The Rev. Michael Pfleger doesn’t care how guns get delivered to his church.

“Getting a gun off the street that works is all that matters to me,” said Pfleger, overseeing his church’s annual gun buyback.

By an hour after the start Monday morning, Chicago police officers had taken in 17 handguns, four shotguns and three rifles. In exchange, no questions are asked, and the owner gets a crisp $100 bill per weapon. The weapons are later destroyed.

Past St. Sabina one-day gun buybacks have brought in 200 to 300 weapons, Pfleger said.

“The British are coming!” joked one police officer, after receiving a flint-lock pistol that looked like something the famed English highwayman Dick Turpin might have brandished in the 18th century.

The arsenal included a Tec-9 semiautomatic and an assault rifle with a bayonet that Richard Cusulick, 75, said his brother sent him from Vietnam in 1971.

“It’s a dangerous weapon, and I just wanted to get it off the streets,” said Cusulick, who lives in the Garfield Ridge neighborhood.

Gwendolyn Johnson, 68, a South Sider, brought in a semiautomatic handgun in her purse. She said it had belonged to her late father. She had been keeping the gun at home.

Johnson said she was mugged outside of her home a few years ago, but didn’t have the weapon with her at the time.

“The next thing I knew, I woke up in the hospital with a fractured skull,” she said. “He beat me, but I don’t know why because I knew I gave him — immediately — the purse.”

She said she plans to buy another gun.

“It was my father’s, and if I hurt somebody with it, I don’t want it to be his gun,” she said.

Pfleger, who celebrated his 74th birthday Monday, offered familiar words about the urgent need to rid the streets of guns.

“I continue to be disgusted and overwhelmed by the violence, the guns,” he said. “Every day it’s another shooting, constant murders. Nobody’s safe.”

Rev. Michael Pfleger speaks to reporters outside St. Sabina Catholic Church Monday, May 22, 2023.

The Rev. Michael Pfleger speaks to reporters outside St. Sabina Catholic Church Monday.

Ashlee Rezin/Sun-Times

He said the National Rifle Association has “done this amazing, amazing job to make people think they are safer with a gun. You are not safer; no statistic tells you that.”

He said he uses his birthdays to reflect on his life.

“I’ve survived two suspensions, two accusations [of sexual abuse] and an archdiocese that’s tried to get rid of me for about 48 years of my ministry,” he said. “But here I am, and I’m going to keep doing what I do.”

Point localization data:
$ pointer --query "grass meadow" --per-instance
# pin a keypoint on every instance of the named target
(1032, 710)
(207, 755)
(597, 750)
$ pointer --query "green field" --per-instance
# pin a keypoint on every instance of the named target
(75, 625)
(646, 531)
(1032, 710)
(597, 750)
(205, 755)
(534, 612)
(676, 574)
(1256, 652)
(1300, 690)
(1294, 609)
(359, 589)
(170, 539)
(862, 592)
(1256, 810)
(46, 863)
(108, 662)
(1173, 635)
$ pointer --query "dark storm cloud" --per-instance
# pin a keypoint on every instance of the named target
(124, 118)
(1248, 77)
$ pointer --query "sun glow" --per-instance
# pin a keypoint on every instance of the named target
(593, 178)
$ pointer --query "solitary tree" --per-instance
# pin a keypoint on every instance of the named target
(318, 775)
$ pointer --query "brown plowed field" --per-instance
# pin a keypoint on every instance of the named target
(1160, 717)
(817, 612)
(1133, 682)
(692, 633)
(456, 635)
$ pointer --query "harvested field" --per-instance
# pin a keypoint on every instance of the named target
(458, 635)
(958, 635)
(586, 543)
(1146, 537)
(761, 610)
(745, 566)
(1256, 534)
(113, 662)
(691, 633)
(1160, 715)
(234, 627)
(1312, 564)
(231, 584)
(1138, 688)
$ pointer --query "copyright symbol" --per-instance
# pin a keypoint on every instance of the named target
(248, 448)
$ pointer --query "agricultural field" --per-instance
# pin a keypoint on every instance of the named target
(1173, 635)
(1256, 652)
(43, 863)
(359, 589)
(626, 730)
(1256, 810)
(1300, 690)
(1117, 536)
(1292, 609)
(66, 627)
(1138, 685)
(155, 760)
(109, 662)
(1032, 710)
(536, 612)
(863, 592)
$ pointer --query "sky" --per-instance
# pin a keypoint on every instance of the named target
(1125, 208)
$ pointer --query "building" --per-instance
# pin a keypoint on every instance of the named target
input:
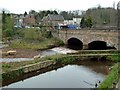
(52, 20)
(29, 20)
(21, 21)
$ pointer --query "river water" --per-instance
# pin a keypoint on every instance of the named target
(84, 74)
(53, 51)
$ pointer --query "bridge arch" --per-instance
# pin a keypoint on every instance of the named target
(97, 45)
(100, 45)
(74, 43)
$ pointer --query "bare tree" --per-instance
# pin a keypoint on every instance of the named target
(118, 14)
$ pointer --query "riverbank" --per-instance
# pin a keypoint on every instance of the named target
(25, 49)
(61, 59)
(112, 79)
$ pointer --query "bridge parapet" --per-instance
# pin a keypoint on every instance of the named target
(111, 37)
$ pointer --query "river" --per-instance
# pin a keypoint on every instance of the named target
(53, 51)
(84, 74)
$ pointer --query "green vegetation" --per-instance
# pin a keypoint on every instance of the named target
(115, 58)
(33, 39)
(7, 26)
(113, 77)
(59, 58)
(86, 22)
(114, 74)
(102, 16)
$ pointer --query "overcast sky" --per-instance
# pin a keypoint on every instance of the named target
(20, 6)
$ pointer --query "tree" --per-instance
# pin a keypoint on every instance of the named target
(8, 26)
(118, 15)
(89, 22)
(83, 23)
(25, 14)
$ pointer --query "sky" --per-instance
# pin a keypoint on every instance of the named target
(20, 6)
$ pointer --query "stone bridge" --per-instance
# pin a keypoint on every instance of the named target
(97, 39)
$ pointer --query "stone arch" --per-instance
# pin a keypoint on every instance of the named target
(74, 43)
(97, 45)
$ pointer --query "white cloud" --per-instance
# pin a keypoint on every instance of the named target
(20, 6)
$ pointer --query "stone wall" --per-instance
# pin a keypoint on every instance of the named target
(26, 69)
(87, 36)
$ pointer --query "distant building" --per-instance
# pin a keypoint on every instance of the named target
(77, 20)
(52, 20)
(23, 21)
(29, 20)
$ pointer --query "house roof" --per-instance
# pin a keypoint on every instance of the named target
(55, 17)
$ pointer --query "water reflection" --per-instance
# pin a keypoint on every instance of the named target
(83, 75)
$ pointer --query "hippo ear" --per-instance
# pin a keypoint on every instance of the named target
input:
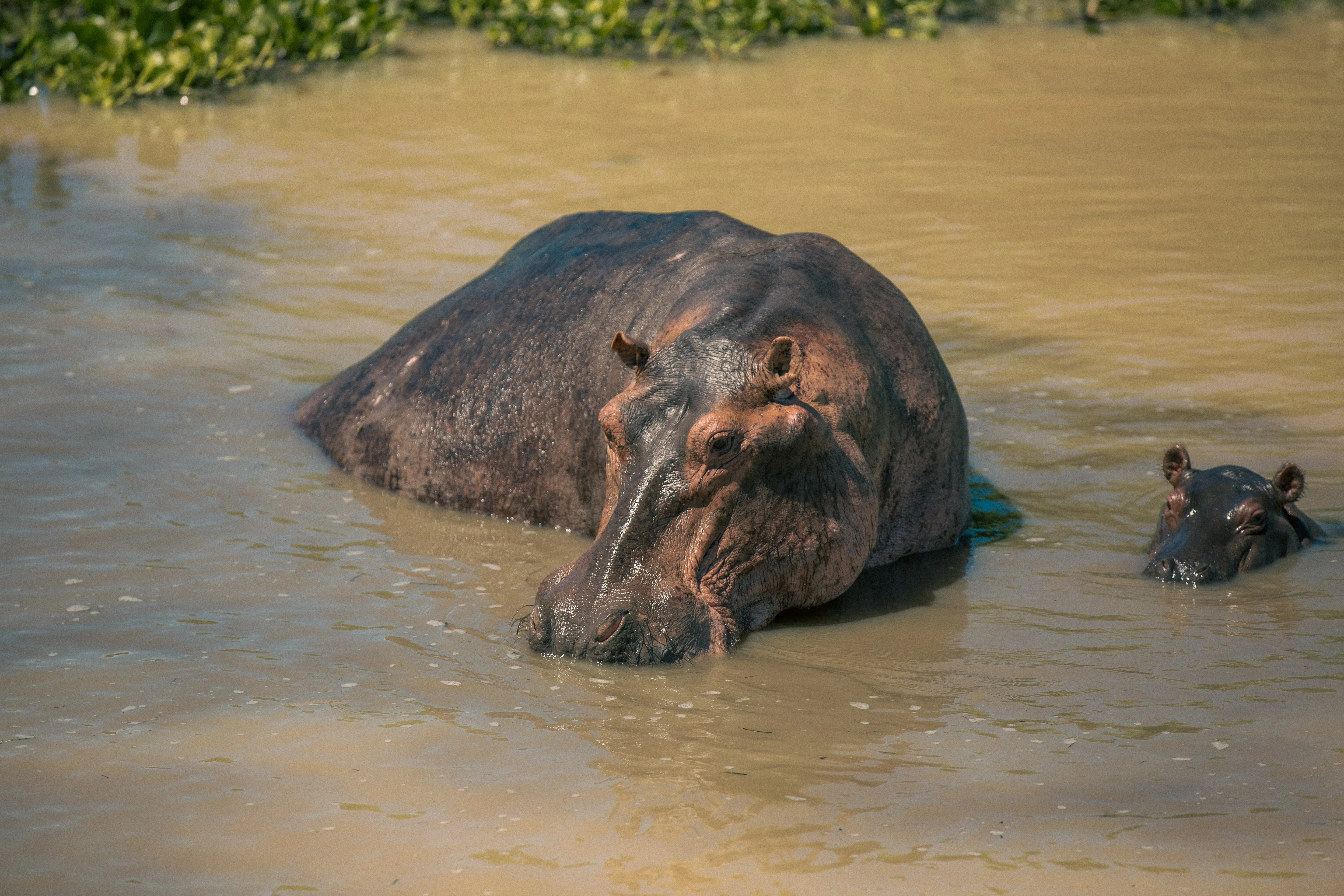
(1175, 464)
(1289, 483)
(634, 355)
(780, 359)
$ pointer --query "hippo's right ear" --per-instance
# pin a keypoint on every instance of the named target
(634, 355)
(1175, 464)
(1289, 483)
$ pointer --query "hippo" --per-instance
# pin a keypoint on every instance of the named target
(1226, 520)
(742, 421)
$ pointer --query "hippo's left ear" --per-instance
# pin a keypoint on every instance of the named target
(634, 355)
(1289, 483)
(780, 359)
(1175, 464)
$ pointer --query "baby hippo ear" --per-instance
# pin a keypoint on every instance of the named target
(634, 355)
(1175, 464)
(1289, 483)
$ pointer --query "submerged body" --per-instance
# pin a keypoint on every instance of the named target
(773, 420)
(1226, 520)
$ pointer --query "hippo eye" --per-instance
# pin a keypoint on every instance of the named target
(611, 628)
(721, 444)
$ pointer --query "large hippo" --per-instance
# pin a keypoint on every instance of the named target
(742, 421)
(1226, 520)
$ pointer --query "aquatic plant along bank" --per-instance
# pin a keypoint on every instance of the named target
(113, 52)
(229, 668)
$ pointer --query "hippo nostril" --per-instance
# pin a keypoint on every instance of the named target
(611, 628)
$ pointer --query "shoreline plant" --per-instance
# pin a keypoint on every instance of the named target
(112, 52)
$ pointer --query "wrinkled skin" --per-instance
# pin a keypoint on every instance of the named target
(1226, 520)
(769, 420)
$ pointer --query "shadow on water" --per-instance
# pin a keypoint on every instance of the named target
(909, 582)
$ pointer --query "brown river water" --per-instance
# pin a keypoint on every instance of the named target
(225, 668)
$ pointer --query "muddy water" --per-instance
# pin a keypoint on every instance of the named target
(228, 668)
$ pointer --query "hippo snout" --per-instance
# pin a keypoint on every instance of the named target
(623, 624)
(1187, 571)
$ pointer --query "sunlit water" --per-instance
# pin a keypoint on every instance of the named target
(222, 664)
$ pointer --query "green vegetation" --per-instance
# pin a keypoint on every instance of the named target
(112, 52)
(992, 515)
(109, 52)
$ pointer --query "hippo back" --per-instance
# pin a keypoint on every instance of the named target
(488, 399)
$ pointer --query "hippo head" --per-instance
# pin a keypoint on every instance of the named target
(1222, 522)
(728, 495)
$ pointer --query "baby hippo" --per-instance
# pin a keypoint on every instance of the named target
(1226, 520)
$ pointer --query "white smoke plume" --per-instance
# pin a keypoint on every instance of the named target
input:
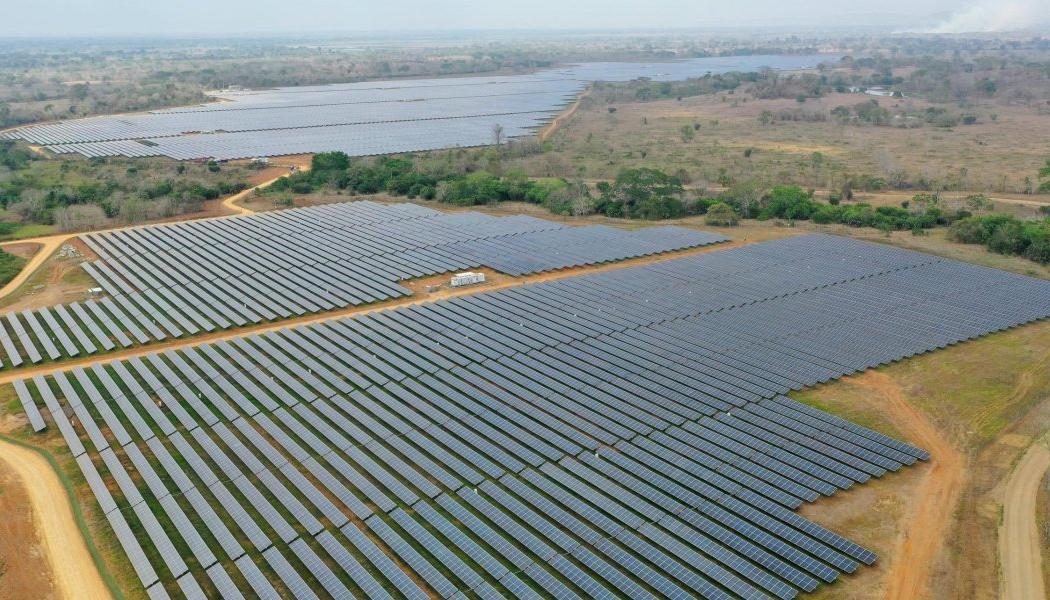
(996, 16)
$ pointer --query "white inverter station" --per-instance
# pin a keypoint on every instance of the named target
(466, 278)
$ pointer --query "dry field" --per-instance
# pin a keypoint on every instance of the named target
(596, 144)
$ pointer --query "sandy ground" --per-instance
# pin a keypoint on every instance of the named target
(1019, 536)
(74, 572)
(24, 570)
(48, 245)
(284, 168)
(563, 118)
(937, 494)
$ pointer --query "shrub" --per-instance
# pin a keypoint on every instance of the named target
(721, 214)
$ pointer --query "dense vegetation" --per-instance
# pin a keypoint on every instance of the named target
(77, 193)
(429, 180)
(1006, 235)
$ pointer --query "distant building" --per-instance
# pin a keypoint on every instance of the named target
(466, 278)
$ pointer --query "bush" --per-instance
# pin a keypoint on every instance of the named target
(642, 193)
(721, 214)
(788, 202)
(1006, 235)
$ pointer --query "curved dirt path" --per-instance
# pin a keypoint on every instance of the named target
(74, 570)
(564, 117)
(1019, 535)
(231, 202)
(937, 494)
(48, 245)
(9, 375)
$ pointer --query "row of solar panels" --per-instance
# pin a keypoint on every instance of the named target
(362, 140)
(182, 280)
(362, 119)
(331, 114)
(621, 433)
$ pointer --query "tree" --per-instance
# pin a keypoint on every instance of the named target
(330, 162)
(642, 193)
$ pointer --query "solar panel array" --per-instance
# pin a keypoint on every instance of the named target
(361, 119)
(185, 278)
(617, 434)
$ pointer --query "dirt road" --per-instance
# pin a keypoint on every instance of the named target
(48, 245)
(75, 572)
(563, 118)
(936, 496)
(1019, 536)
(11, 375)
(230, 203)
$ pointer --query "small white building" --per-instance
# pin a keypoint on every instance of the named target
(466, 278)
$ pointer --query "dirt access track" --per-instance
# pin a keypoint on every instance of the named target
(1019, 536)
(49, 244)
(937, 495)
(74, 572)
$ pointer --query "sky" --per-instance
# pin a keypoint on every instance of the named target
(83, 18)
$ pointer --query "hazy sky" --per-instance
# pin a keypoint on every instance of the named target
(167, 17)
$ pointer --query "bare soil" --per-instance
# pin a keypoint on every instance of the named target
(938, 491)
(1019, 535)
(25, 572)
(72, 573)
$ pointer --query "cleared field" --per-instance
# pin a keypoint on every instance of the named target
(596, 144)
(621, 433)
(368, 118)
(173, 281)
(989, 398)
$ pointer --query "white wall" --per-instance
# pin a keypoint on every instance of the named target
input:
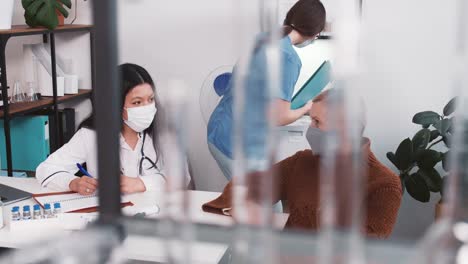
(70, 45)
(408, 55)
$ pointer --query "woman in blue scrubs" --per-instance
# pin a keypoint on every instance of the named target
(303, 23)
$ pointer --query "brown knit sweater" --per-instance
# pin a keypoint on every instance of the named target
(296, 180)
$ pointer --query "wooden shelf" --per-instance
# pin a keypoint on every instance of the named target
(24, 30)
(46, 101)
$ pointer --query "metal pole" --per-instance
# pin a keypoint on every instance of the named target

* _Assigned task 1_:
Name every person identified by name in the gun buyback article.
* _Assigned task 2_:
In the gun buyback article, what does an owner receive for each weapon turned in?
The records have no role in what is asked here.

* _Written reply 1_:
Michael Pfleger, Dick Turpin, Richard Cusulick, Gwendolyn Johnson, Ashlee Rezin

* _Written reply 2_:
A crisp $100 bill per weapon.